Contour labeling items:
------------

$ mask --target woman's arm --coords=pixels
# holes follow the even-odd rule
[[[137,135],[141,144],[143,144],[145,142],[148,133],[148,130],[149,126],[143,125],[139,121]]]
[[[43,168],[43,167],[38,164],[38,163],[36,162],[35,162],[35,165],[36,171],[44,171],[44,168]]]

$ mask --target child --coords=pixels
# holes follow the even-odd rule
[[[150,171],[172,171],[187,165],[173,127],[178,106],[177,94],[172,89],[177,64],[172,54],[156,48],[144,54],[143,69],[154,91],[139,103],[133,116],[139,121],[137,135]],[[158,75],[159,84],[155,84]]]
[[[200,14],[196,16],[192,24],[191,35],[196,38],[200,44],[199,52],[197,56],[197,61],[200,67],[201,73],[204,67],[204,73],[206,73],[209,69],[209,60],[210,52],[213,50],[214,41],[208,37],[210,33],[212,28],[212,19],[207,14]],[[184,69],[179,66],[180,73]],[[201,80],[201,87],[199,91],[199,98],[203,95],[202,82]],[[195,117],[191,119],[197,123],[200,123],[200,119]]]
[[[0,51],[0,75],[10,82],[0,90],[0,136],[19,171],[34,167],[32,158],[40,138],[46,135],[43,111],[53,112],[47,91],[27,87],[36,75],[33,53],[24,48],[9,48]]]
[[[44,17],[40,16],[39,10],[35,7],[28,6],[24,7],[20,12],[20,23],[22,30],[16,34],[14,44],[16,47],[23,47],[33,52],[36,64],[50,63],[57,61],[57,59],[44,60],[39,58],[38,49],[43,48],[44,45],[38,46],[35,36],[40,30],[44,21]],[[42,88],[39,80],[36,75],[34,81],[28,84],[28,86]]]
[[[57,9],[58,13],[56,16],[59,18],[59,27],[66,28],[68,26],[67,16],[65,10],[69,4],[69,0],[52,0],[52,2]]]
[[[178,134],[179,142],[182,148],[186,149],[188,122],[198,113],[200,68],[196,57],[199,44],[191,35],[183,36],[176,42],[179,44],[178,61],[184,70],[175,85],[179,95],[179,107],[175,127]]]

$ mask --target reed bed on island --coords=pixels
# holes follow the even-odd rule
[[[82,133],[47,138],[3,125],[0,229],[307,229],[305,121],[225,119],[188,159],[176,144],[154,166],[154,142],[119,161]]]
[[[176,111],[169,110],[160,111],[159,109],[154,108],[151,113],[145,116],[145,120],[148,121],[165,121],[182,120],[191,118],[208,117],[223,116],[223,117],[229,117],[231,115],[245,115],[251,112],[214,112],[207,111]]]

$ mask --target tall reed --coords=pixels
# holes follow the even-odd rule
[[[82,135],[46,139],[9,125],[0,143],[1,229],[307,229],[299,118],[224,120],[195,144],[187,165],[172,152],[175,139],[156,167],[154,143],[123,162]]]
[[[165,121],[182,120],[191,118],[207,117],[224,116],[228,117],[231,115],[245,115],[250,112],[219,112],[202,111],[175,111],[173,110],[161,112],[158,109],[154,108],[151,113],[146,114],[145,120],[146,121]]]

------------

[AIM]:
The required output is the span of lines from the one containing "on island --coords=pixels" to the last line, reproduced character for character.

[RESULT OF THIS EXERCISE]:
$ mask --target reed bed on island --coords=pixels
# holes follow the even-odd rule
[[[82,133],[47,138],[3,125],[0,229],[307,229],[305,121],[225,119],[188,159],[176,144],[154,166],[154,142],[119,161]]]
[[[176,111],[169,110],[160,111],[159,109],[154,108],[151,113],[145,116],[145,120],[148,121],[165,121],[182,120],[191,118],[208,117],[223,116],[223,117],[229,117],[231,115],[245,115],[251,112],[214,112],[207,111]]]

$ mask --target tall reed --coords=pixels
# holes follow the even-odd rule
[[[82,135],[46,139],[9,125],[0,143],[1,229],[307,229],[299,118],[224,120],[195,144],[187,165],[172,152],[175,139],[156,167],[154,143],[123,162]]]
[[[165,121],[182,120],[191,118],[207,117],[224,116],[228,117],[231,115],[245,115],[250,112],[219,112],[202,111],[175,111],[173,110],[161,112],[158,109],[154,108],[151,113],[146,114],[145,120],[146,121]]]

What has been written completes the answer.